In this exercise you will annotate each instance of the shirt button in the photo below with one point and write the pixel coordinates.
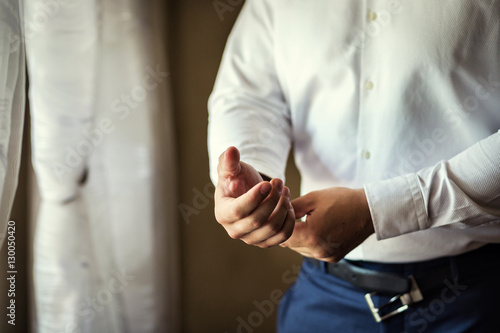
(372, 16)
(369, 85)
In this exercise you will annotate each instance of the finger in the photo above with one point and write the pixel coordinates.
(229, 163)
(240, 207)
(260, 215)
(285, 232)
(274, 226)
(303, 205)
(300, 236)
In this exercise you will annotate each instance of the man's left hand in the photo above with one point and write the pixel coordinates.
(338, 220)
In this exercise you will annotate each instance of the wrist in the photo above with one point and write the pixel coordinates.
(364, 211)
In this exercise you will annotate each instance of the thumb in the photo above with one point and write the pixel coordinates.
(303, 205)
(229, 162)
(298, 237)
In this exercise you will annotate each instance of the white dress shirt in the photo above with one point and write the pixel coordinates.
(401, 97)
(12, 102)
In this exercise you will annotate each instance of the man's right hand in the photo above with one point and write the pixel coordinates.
(256, 211)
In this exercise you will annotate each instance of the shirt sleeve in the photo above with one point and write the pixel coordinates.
(247, 108)
(460, 193)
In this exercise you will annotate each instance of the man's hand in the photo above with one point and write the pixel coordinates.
(338, 220)
(250, 209)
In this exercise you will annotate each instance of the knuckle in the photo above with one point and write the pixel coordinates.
(274, 228)
(237, 212)
(255, 223)
(234, 234)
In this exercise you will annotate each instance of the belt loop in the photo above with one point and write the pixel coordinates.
(454, 269)
(323, 266)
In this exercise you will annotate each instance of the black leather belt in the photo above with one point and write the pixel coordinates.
(405, 290)
(383, 282)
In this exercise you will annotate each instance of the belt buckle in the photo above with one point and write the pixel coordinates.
(413, 296)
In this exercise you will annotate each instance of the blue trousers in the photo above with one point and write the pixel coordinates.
(319, 302)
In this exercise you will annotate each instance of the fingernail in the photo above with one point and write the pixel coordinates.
(279, 186)
(265, 188)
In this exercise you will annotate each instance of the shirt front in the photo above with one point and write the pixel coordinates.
(401, 97)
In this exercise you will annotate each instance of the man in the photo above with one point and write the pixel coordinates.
(393, 111)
═══
→ **Aim**
Please write out all the records above again, switching every "annotate" to "mark" and leaving everything else unchanged. Leave the pictures out of your answer.

→ **Response**
In this exercise you will mark each instance of the shirt button in the photo below with one point and write the pixel coordinates.
(372, 16)
(369, 85)
In this exercise you will mark each instance of the finger in the photo above with one point and write the pixel coordinates.
(229, 163)
(240, 207)
(260, 215)
(285, 232)
(274, 226)
(303, 205)
(300, 236)
In this exercise you will mark each instance of the man's left hand in the photo above with one point and write the pixel coordinates.
(338, 220)
In this exercise you will mark each instance of the wrist in the photo above with one point and write the pixel coordinates.
(364, 211)
In this exercise you will mark each instance of the thumb in the photo above with one point and write the pixel coordinates.
(303, 205)
(229, 162)
(298, 237)
In this exercise you will mark each instance of the white dress shirt in the photo above with one point and write the pixel coordinates.
(401, 97)
(12, 102)
In this exercise you will mark each instance of the man's right hand in the photo above with one point and write the pixel coordinates.
(256, 211)
In this exercise you will mark each instance of the shirt sleeve in the photo above with one point and write the pixel coordinates.
(247, 108)
(460, 193)
In this exercise you will mark each instance of the man's hand in the photo above with one point and write the pixel coordinates.
(338, 220)
(250, 209)
In this exercise you will mark each instance of the knuckle in the photo above with one point and write the pixel coordinates.
(274, 228)
(237, 212)
(255, 223)
(234, 234)
In this exercise you will mark each instance of the belt loop in the photo above with one point and write the pixel coordinates.
(454, 269)
(323, 266)
In this exercise you will mark each instance of the black leather belt in the photo above with one point and write the pixel coordinates.
(405, 290)
(383, 282)
In this exercise you will mark each instance of the belt buckle in the photo above with one point and write the pixel coordinates.
(413, 296)
In this exercise you will mark each instance of the blue trousers in the photo above with one point and write the pixel coordinates.
(319, 302)
In this exercise you will mark each instance of the fingernail in the photo above with one point and write the pixel coordinates.
(279, 186)
(265, 188)
In this exercise you will mark each instance of the shirt front in the photo above with one point and write the pixel coordinates.
(401, 97)
In this exercise you will mark each instance of the man in the photo above with one point and write the pixel coordinates.
(393, 111)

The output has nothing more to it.